Source information:
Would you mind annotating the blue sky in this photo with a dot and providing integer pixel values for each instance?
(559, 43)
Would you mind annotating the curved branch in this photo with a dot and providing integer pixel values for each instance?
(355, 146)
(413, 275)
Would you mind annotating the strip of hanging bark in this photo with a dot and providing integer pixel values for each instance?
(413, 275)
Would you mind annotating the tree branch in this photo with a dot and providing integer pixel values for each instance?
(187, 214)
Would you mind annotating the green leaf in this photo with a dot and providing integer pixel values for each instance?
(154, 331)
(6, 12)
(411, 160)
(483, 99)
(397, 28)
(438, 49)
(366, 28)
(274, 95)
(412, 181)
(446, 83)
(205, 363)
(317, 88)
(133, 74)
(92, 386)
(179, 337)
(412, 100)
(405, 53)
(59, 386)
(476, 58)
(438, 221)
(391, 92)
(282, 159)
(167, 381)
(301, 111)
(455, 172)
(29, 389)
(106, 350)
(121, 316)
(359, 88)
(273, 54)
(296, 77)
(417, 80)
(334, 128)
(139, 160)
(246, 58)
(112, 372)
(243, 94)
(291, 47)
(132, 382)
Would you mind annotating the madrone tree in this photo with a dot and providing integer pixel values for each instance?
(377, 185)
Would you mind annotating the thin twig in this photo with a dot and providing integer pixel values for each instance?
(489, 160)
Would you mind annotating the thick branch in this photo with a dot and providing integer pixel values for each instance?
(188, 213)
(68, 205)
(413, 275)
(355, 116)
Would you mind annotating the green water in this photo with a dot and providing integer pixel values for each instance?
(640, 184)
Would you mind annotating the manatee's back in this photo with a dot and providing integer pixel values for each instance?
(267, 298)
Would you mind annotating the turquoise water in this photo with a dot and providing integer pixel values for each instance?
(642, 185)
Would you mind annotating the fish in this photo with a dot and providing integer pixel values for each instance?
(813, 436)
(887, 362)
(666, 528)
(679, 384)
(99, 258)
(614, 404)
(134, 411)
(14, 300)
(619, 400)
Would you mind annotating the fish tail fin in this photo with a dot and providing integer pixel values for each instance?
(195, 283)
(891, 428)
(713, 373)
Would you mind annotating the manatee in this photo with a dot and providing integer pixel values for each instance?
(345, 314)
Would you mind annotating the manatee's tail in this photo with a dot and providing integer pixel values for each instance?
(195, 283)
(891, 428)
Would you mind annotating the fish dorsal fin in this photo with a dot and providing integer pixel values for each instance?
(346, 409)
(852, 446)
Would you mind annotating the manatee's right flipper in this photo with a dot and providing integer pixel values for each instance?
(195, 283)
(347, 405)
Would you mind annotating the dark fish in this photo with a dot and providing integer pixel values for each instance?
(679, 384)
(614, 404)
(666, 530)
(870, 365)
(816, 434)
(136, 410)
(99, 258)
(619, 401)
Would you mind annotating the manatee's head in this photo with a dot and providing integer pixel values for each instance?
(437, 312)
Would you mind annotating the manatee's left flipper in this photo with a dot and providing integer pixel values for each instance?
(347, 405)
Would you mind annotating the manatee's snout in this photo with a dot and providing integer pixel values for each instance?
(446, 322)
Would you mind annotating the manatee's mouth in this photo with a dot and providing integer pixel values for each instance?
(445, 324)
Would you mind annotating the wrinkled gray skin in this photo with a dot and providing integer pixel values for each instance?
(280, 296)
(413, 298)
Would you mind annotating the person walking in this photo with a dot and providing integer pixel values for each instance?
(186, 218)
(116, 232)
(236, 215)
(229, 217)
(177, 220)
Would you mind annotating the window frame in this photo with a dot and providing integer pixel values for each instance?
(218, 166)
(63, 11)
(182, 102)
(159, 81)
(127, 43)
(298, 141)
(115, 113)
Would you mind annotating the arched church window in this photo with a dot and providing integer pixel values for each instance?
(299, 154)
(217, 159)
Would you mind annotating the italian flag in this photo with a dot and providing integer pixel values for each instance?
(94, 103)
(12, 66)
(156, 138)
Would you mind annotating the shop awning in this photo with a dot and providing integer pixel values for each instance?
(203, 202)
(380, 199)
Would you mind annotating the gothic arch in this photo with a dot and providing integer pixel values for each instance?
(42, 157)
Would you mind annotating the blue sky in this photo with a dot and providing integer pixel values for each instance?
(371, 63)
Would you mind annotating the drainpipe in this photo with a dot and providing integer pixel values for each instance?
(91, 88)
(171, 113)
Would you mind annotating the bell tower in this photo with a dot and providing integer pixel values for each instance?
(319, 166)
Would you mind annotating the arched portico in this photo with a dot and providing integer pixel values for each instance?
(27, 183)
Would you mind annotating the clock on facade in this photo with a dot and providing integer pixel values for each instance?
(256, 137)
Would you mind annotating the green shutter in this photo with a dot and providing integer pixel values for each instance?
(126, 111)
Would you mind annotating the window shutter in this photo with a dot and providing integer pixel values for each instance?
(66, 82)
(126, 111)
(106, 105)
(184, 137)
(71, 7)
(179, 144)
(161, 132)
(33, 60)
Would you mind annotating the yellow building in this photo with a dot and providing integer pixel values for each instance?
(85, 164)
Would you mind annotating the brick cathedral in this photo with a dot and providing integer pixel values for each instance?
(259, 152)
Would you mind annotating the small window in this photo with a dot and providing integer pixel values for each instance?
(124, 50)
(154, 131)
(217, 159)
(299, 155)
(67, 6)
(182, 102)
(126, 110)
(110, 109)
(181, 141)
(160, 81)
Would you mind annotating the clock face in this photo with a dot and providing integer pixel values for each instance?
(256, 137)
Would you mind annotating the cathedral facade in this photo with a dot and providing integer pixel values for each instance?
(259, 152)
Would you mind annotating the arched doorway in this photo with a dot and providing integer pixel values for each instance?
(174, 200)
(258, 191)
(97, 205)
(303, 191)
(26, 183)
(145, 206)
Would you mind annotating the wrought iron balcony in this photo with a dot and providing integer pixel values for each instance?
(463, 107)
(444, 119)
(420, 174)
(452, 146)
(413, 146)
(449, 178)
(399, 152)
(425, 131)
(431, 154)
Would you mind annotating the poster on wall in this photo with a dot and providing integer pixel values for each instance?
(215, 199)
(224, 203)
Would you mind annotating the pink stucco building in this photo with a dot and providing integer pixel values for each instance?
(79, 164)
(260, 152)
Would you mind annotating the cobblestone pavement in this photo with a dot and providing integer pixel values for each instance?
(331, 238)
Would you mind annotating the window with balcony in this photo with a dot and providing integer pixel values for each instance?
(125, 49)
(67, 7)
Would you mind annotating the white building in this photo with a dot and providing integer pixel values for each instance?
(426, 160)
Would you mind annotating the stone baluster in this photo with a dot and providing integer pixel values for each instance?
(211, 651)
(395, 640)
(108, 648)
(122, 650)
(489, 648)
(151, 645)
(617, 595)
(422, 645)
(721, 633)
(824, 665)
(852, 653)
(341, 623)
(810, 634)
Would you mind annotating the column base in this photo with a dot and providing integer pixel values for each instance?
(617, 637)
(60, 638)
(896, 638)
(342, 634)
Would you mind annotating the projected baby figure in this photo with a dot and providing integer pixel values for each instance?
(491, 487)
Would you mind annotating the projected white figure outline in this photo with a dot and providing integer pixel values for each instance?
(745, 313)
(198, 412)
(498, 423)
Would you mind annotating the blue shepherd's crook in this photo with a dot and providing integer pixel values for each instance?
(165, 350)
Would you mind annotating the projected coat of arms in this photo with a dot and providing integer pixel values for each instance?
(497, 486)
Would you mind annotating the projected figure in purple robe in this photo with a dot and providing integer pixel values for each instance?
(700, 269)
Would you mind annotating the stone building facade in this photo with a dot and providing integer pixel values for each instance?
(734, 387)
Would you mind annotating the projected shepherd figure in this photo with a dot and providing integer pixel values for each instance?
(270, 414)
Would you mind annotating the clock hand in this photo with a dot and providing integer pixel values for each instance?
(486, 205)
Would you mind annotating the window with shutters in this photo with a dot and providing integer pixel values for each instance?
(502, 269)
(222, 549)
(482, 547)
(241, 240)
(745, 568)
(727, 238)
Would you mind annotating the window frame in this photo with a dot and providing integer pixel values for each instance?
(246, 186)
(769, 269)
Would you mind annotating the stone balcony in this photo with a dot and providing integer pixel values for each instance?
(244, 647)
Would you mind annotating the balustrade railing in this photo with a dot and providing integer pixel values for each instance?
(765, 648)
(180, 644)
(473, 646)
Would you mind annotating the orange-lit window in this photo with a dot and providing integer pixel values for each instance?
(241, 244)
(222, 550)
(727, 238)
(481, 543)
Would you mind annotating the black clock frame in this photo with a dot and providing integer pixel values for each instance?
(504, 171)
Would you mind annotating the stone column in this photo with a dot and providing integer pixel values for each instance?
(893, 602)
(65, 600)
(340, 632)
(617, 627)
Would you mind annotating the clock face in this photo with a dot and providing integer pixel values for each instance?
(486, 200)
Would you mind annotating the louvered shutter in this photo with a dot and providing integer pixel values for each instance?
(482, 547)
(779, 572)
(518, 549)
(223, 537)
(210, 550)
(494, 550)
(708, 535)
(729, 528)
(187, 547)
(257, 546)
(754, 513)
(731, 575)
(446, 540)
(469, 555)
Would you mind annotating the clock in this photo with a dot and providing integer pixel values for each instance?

Aim of the exercise:
Copy exactly the lines that run from the one with "Would you mind annotating the balustrade" to the last line of the material, including both.

Answer for this exercise:
Would you mind annotating the balustrade railing in this photo with a dot and providing integer pixel values for each instance?
(765, 648)
(180, 644)
(473, 646)
Would you mind annotating the orange-lit window in this photo with a dot and providing integer pixel values for each instance?
(241, 244)
(222, 550)
(727, 238)
(481, 543)
Would you mind annotating the black clock frame in this photo with a dot and providing integer pixel values for each instance?
(504, 171)
Would you mind annotating the stone column in this photo with a dot and providing integer pixel values for each instance?
(893, 602)
(65, 600)
(340, 632)
(617, 627)
Would you mind annotating the clock face in this photo with a dot and providing integer pixel values for each instance?
(486, 200)
Would you mind annotating the louvered shutter in this photo with a dot and providing integer pixel values for each instance?
(482, 547)
(779, 572)
(518, 549)
(223, 537)
(210, 550)
(494, 550)
(708, 535)
(729, 528)
(187, 547)
(257, 546)
(754, 513)
(731, 575)
(446, 540)
(469, 555)
Would you mind annotating the clock in this photo with a dot and providing integer pixel values for each instance?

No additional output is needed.